■ **Testo citato**

----------------------------------------

Referendum, una prova eccezionale di civiltà
Il Kenya insiste ed è sorpresa positiva
Giulio Albanese
Da tempi imme-morabili la parola Africa, nell'immaginario nostrano, evoca miserie, disgrazie e calamità varie. Eppure, a livello continentale, vi sono alcuni segnali di rinnovamento che, a medio e lungo termine, fanno ben sperare nonostante la difficile congiuntura internazionale.
In Kenya, ad esempio, lunedì scorso si e' svolto un referendum costituzionale il quale ha rappresentato, nonostante l'allarmismo della vigila, una straordinaria prova di civiltà da parte della popolazione autoctona. Anzitutto non vi sono stati disordini e violenze, e la stragrande maggioranza degli elettori ha svolto regolarmente il proprio dovere nei seggi. Inoltre i leader politici, a partire dal presidente Mwai Kibaki, una volta appresa la vittoria dei sostenitori del "no" alla proposta di riforma costituzionale, hanno invitato la popolazione al rispetto del verdetto sancito dalle urne e all'unità nazionale, presupposto indispensabile per ogni pacifica convivenza. Sebbene in questi anni il Kenya sia stato fortemente penalizzato da malgoverno e corruzione, l'elettorato è riuscito ad innescare, con le scorse presidenziali, il delicato meccanismo dell'alternanza nella gestione del potere. I condizionamenti da parte delle vecchie oligarchie e dei potentati etnici evidentemente non mancano, ma il dibattito politico è tale da indurre chiunque allo scoperto consentendo soprattutto alla società civile, nella sua complessa articolazione - associazioni, movimenti e chiese - di esprimere una visione ideale attenta, quanto meno in linea di principio, ai diritti fondamentali della persona e alle necessità della collettività nazionale.

----------------------------------------

■ **Record forniti**
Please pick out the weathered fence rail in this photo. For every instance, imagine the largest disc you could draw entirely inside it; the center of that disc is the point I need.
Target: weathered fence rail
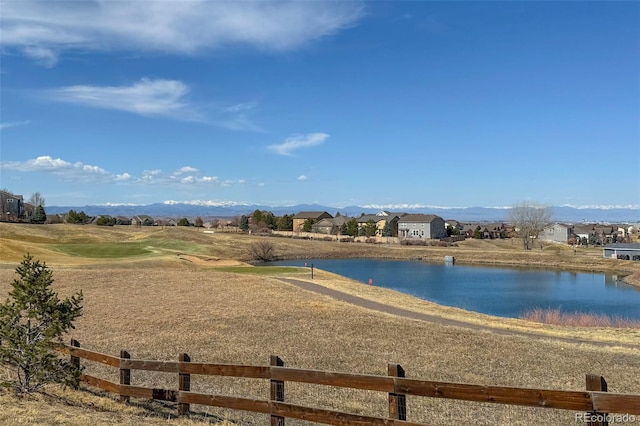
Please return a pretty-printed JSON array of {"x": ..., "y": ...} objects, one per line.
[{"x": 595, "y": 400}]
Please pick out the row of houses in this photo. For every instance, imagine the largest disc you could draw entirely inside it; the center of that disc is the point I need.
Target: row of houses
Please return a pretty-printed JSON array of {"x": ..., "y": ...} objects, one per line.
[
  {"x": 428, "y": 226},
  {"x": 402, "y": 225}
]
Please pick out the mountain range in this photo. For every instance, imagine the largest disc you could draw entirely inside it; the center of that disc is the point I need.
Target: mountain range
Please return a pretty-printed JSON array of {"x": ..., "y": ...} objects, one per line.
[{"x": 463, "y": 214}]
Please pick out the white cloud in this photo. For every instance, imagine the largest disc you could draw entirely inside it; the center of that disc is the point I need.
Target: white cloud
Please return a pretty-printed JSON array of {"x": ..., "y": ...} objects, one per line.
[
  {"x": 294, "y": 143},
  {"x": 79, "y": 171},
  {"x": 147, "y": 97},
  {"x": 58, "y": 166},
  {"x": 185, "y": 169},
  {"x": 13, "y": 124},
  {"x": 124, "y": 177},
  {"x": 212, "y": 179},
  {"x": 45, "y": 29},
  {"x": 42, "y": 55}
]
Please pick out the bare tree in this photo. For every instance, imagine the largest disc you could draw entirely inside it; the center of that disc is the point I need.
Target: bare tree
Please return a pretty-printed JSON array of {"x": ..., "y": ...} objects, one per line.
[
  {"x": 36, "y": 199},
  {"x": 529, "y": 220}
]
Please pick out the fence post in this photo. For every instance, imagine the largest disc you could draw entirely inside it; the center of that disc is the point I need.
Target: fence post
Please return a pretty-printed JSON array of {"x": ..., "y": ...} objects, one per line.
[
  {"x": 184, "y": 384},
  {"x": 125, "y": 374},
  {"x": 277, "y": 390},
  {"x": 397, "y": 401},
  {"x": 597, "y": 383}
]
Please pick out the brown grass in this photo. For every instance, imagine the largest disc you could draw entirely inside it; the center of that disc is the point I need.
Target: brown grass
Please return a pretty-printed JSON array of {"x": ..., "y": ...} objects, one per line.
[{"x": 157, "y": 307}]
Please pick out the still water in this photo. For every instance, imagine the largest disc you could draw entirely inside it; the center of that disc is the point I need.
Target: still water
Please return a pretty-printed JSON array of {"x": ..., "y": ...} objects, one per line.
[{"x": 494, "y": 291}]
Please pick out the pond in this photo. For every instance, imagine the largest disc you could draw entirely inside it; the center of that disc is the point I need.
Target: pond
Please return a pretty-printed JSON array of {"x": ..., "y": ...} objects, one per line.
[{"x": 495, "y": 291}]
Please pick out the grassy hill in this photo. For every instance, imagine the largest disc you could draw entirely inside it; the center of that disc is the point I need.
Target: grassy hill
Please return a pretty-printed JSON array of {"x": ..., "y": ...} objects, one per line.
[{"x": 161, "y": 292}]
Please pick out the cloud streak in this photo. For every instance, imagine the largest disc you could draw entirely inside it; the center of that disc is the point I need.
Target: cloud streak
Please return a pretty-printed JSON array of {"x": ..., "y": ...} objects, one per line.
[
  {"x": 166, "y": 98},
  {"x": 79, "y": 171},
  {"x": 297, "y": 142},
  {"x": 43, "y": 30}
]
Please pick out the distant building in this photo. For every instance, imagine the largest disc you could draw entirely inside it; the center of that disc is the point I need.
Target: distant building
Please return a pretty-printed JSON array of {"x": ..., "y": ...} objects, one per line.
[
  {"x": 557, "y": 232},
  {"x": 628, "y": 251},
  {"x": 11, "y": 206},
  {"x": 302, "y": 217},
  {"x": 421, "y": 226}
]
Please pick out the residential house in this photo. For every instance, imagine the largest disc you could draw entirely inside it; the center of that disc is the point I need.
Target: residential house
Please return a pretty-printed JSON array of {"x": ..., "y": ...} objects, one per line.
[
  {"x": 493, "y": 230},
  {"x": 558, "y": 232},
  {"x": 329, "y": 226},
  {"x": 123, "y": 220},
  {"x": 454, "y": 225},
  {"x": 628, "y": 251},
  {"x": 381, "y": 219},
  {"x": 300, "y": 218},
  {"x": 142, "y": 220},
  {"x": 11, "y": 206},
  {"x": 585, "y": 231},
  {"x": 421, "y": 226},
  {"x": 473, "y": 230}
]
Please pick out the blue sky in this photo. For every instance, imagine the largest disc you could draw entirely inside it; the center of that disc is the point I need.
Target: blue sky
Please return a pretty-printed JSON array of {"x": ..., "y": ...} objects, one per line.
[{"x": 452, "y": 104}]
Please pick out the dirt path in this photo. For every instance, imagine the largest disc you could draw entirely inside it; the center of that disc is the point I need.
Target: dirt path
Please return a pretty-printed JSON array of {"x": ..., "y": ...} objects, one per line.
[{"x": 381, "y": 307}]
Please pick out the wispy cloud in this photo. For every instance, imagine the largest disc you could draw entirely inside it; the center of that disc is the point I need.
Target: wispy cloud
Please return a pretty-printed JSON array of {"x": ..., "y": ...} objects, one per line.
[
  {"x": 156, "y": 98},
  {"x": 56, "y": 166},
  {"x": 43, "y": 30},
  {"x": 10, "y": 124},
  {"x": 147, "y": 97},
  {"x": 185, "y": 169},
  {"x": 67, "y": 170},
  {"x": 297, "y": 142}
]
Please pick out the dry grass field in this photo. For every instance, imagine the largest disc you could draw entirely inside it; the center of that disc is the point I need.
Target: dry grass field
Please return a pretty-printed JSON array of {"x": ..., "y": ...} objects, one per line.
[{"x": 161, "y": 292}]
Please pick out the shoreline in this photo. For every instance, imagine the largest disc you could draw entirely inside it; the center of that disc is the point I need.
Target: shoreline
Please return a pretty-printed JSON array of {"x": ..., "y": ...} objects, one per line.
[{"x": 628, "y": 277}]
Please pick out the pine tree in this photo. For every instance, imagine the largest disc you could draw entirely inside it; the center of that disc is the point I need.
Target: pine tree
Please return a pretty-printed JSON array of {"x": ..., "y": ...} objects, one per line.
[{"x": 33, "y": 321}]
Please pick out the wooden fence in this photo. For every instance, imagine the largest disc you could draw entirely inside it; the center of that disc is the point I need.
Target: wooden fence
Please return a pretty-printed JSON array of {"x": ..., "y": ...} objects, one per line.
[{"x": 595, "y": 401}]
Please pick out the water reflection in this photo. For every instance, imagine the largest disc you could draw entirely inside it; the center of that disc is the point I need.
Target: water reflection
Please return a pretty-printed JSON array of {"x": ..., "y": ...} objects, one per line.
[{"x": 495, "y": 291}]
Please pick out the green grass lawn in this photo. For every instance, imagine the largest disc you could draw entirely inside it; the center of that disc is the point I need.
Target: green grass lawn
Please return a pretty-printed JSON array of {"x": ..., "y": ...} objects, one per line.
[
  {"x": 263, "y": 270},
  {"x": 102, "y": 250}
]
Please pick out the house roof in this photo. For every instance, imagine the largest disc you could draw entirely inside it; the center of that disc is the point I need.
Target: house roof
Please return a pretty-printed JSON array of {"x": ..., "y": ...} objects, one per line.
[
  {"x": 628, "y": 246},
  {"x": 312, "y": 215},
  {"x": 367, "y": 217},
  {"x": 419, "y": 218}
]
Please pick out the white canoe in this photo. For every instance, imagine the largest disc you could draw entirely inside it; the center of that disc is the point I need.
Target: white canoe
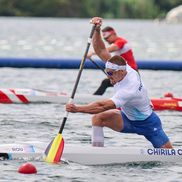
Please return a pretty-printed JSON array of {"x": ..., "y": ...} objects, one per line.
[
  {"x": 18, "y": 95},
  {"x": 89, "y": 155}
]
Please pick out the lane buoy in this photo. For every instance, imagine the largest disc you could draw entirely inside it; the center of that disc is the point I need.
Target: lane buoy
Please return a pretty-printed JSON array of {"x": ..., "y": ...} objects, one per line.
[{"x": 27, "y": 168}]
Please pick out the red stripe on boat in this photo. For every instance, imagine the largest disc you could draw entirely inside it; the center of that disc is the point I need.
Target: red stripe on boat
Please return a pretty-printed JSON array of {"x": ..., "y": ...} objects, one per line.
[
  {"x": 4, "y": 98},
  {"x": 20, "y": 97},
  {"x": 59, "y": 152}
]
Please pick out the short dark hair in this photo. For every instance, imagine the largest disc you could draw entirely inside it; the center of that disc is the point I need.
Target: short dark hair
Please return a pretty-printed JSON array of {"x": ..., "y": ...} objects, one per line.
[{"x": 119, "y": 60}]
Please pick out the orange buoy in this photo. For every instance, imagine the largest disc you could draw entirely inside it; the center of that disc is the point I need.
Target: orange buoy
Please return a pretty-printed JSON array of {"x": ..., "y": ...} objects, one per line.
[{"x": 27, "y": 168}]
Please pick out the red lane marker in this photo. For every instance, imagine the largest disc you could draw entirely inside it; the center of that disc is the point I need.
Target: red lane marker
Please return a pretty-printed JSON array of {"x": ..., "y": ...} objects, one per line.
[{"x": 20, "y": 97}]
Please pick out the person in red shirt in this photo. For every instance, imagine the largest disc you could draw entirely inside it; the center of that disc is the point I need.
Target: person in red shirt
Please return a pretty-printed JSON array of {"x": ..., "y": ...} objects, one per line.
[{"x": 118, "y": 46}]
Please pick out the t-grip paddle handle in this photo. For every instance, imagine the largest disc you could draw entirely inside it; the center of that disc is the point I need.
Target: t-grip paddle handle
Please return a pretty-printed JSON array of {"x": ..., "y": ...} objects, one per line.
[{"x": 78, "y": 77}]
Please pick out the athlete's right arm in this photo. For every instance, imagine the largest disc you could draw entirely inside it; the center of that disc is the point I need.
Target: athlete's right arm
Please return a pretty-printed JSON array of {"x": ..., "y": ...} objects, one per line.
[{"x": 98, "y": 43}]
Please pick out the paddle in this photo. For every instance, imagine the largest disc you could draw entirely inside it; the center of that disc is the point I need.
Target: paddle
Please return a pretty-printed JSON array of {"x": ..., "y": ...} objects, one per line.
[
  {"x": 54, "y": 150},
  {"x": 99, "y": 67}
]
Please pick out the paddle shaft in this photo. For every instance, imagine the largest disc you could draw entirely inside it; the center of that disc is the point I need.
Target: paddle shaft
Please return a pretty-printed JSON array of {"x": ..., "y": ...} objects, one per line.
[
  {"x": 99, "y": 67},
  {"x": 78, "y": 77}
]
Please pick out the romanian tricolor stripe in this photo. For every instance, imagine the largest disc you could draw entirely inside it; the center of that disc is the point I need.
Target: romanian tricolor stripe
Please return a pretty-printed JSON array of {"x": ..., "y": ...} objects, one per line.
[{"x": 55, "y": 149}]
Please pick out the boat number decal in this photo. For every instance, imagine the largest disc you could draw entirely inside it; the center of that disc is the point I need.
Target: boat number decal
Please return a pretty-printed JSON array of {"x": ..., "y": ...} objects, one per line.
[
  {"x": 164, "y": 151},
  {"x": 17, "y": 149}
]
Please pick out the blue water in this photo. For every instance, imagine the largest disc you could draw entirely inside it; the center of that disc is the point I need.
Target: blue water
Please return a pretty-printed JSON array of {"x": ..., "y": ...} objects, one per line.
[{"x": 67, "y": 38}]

----------------------------------------

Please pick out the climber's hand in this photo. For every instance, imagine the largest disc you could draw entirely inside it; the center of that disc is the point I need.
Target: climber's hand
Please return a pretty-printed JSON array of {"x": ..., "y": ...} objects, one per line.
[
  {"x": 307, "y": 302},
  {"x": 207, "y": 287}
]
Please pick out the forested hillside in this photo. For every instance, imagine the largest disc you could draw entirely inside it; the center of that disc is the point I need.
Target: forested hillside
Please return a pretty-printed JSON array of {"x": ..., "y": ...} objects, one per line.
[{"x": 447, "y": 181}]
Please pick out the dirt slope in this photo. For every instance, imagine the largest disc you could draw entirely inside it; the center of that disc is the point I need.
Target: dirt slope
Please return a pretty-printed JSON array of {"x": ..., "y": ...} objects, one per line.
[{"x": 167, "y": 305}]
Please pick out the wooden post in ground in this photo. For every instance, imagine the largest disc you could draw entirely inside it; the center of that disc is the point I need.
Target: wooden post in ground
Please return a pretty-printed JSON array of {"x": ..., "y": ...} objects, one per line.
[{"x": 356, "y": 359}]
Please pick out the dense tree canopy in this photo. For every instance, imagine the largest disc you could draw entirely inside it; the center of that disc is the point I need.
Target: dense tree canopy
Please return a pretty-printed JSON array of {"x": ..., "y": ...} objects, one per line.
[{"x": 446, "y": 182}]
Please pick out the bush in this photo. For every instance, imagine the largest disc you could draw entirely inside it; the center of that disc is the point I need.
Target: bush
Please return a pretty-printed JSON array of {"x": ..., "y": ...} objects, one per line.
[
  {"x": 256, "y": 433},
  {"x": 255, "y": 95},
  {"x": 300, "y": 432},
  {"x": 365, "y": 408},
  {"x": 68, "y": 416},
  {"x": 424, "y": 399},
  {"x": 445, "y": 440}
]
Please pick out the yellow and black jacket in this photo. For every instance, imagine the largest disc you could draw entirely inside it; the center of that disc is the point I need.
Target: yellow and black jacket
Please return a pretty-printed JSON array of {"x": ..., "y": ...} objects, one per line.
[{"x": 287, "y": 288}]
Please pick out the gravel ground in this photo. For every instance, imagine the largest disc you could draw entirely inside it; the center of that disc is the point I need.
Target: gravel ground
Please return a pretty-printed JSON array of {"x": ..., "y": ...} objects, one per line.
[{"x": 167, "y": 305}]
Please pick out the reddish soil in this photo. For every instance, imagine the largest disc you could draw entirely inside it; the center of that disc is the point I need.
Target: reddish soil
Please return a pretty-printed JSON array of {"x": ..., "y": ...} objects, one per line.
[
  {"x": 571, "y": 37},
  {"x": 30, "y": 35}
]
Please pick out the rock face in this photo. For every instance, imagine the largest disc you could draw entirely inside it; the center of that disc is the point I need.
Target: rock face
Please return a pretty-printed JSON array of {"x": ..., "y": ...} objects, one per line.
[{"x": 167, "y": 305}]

----------------------------------------

■ **Compiti da svolgere**
1. Elenca le articolazioni della società civile che l'articolo sul referendum in Kenya riporta tra trattini.
2. Indica quante righe dei record contengono la stringa "tree", tenendo conto di maiuscole e minuscole, e riporta soltanto il numero.

■ **Risposte all'esercizio**
1. associazioni, movimenti, chiese

2. 6